■ **ZIEL DER ÜBUNG**
Welche zwei Kernbereiche betrachtet der Auszug zur Reform in Kuba als deren Herzstück? Bitte antworte in einem Satz.

Unter diesem Vorbehalt versuchen wir dennoch, die aus unserer Sicht unverzichtbaren Elemente in der gebotenen Kürze zu benennen.
Notwendige Maßnahmen
Es liegt auf der Hand, dass das makroökonomische Gleichgewicht, die Kontrolle der Inflation und die Reduzierung des Haushaltsdefizits von grundlegender Bedeutung sind; es ist äußerst schwierig, eine Reform unter den gegenwärtigen Turbulenzen erfolgreich durchzuführen. Ebenso wichtig ist es, den Devisenmarkt unter Kontrolle zu bringen.
Darüber hinaus muss das Problem der Auslandsverschuldung des Landes aktiver angegangen werden, die zunehmend Druck ausübt und sowohl Handel als auch Investitionen erschwert. Verschiedene Ökonomen haben vorgeschlagen – und wir stimmen ihnen zu –, bestimmte Varianten eines Schuldentauschs gegen ausgewählte Vermögenswerte zu prüfen. Diese Entscheidung muss sorgfältig analysiert werden, aber angesichts des Ausmaßes des Problems gibt es kaum andere Optionen. Kuba sieht sich aus diesem Grund mit verschiedenen Klagen konfrontiert.
All dies steht in direktem Zusammenhang mit den beiden Kernbereichen der Reform, die wir als ihr Herzstück betrachten: zum einen die tiefgreifende Transformation des Agrarsektors, zum anderen die Reform der staatlichen Unternehmen als zentrales Element des unternehmerischen Systems des Landes.
Die landwirtschaftliche Produktion unterliegt heute veralteten Produktions- und Vermarktungsformen, die dringend reformiert werden müssen: von der Größe der privaten Produktionseinheiten – die den Großteil der Nahrungsmittel im Land erzeugen – bis hin zur Funktionsweise des sogenannten „Acopio“-Systems und des Vermarktungsmechanismus.

■ **EINTRÄGE IM DATENSATZ**
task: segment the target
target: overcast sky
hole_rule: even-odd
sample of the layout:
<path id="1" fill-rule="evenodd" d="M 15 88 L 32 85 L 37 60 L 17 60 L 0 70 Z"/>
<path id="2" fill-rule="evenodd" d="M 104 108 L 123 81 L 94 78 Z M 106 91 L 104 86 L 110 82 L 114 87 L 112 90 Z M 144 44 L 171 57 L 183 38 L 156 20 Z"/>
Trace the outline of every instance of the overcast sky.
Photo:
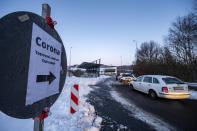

■ **LÖSUNG DER AUFGABE**
Die beiden Kernbereiche sind die tiefgreifende Transformation des Agrarsektors und die Reform der staatlichen Unternehmen als zentrales Element des unternehmerischen Systems des Landes.